- 文件:
#####

若以流媒體巨頭Spotify為例,付費價值與播客市場的關係就變得更為有趣了。Spotify採用「免費增值」模式,先通過免費服務吸引用戶,再通過無廣告體驗和多樣化付費功能引導用戶升級,從而成功將大批月活用戶轉化為付費用戶。
雖然目前Spotify並未開始推廣獨家音頻內容,但火速收購多家播客平臺的舉動足以說明,Spotify的獨家節目指日可待。此外,這家受眾基礎殷實的媒體平臺已然清除了「內容付費模式」的主要障礙——在吸引用戶付費的同時獲得足夠數額的資金以鞏固平臺的發展。
播客市場的名人效應
光有流量是不夠的
不久前,播客圈的頂尖創作者蓋伊·拉斯(Guy Raz)宣布將於今年年底離開TED Radio Hour,從主持人兼總編的位置上離職。他目前所主持的其中一檔名為「Podcast about Ideas」的節目,由美國公共廣播電臺(NPR)與TED共同製作,在全美 600 家公共廣播電臺同步播放。這檔節目現位列NRP播客下載量榜首,可謂是NPR目前最火的一檔電臺節目。
關於蓋伊·拉斯的離職,NPR在近日一份聲明中作出回應稱「我們將迅速開始在全美範圍內進行地毯式搜索,鎖定下一位同樣出色的主持人」。蓋伊·拉斯表示將繼續與NPR在兩檔當紅節目上進行合作——廣受歡迎的商業訪談節目「我的創業歷程(How I Built This)」和NPR的首個兒童類節目「世界上的新奇事兒(Wow in the World)」。
蓋伊·拉斯是海外播客圈中為數不多的天才型創作者,豐富的實戰經驗和高超的節目主持技巧助他捧紅了一檔又一檔播客節目,可謂是當之無愧的「流量擔當」。拉斯先生的職業生涯非常有趣,他從NPR的實習生做起,花費 20 年的時間一步步積攢經驗,擔任過CNN的記者和哈佛大學的尼曼研究員,在 2013 年成為Ted Radio Hour的節目主持人兼總編,自此開始建造屬於自己的「播客王國」。去年,他加入了Spotify的獨家音樂類訪談節目「The Rewind」。
蓋伊·拉斯的成功無疑是播客市場中「名人效應」的最好證明。然而,除去一些個例,「名人效應」似乎並未在播客圈中得到適當的應用。大多數人將「明星效應」視為一種「圈粉方式」,認為花高價聘請專業能力不足但擁有粉絲基礎的明星來製作一檔播客節目,就能夠吸引Ta的大批粉絲。
然而事實證明,除了少數成功的個例,比如「柯南大叔(Conan O』Brien)」跨界播客圈後取得了漂亮成績,大多數以此為出發點的嘗試都以失敗告終。

#####

- 資料內容:
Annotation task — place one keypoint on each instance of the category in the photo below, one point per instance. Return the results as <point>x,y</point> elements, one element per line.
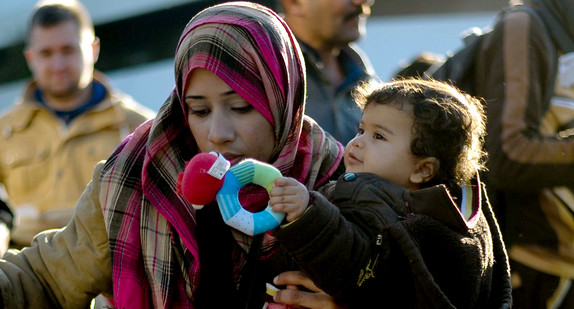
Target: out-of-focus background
<point>138,38</point>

#####

- 你的任務:
**A)** 請照抄文件中從「雖然目前Spotify並未開」到「一檔播客節目,就能夠吸引Ta的大批粉絲。」的這段文字,一字不改。
**B)** 根據文件,蓋伊·拉斯是在哪一年成為Ted Radio Hour的節目主持人兼總編的?
作答時只能依據文件本身。

- 最終結果:
**A)**
雖然目前Spotify並未開始推廣獨家音頻內容,但火速收購多家播客平臺的舉動足以說明,Spotify的獨家節目指日可待。此外,這家受眾基礎殷實的媒體平臺已然清除了「內容付費模式」的主要障礙——在吸引用戶付費的同時獲得足夠數額的資金以鞏固平臺的發展。
播客市場的名人效應
光有流量是不夠的
不久前,播客圈的頂尖創作者蓋伊·拉斯(Guy Raz)宣布將於今年年底離開TED Radio Hour,從主持人兼總編的位置上離職。他目前所主持的其中一檔名為「Podcast about Ideas」的節目,由美國公共廣播電臺(NPR)與TED共同製作,在全美 600 家公共廣播電臺同步播放。這檔節目現位列NRP播客下載量榜首,可謂是NPR目前最火的一檔電臺節目。
關於蓋伊·拉斯的離職,NPR在近日一份聲明中作出回應稱「我們將迅速開始在全美範圍內進行地毯式搜索,鎖定下一位同樣出色的主持人」。蓋伊·拉斯表示將繼續與NPR在兩檔當紅節目上進行合作——廣受歡迎的商業訪談節目「我的創業歷程(How I Built This)」和NPR的首個兒童類節目「世界上的新奇事兒(Wow in the World)」。
蓋伊·拉斯是海外播客圈中為數不多的天才型創作者,豐富的實戰經驗和高超的節目主持技巧助他捧紅了一檔又一檔播客節目,可謂是當之無愧的「流量擔當」。拉斯先生的職業生涯非常有趣,他從NPR的實習生做起,花費 20 年的時間一步步積攢經驗,擔任過CNN的記者和哈佛大學的尼曼研究員,在 2013 年成為Ted Radio Hour的節目主持人兼總編,自此開始建造屬於自己的「播客王國」。去年,他加入了Spotify的獨家音樂類訪談節目「The Rewind」。
蓋伊·拉斯的成功無疑是播客市場中「名人效應」的最好證明。然而,除去一些個例,「名人效應」似乎並未在播客圈中得到適當的應用。大多數人將「明星效應」視為一種「圈粉方式」,認為花高價聘請專業能力不足但擁有粉絲基礎的明星來製作一檔播客節目,就能夠吸引Ta的大批粉絲。

**B)** 2013年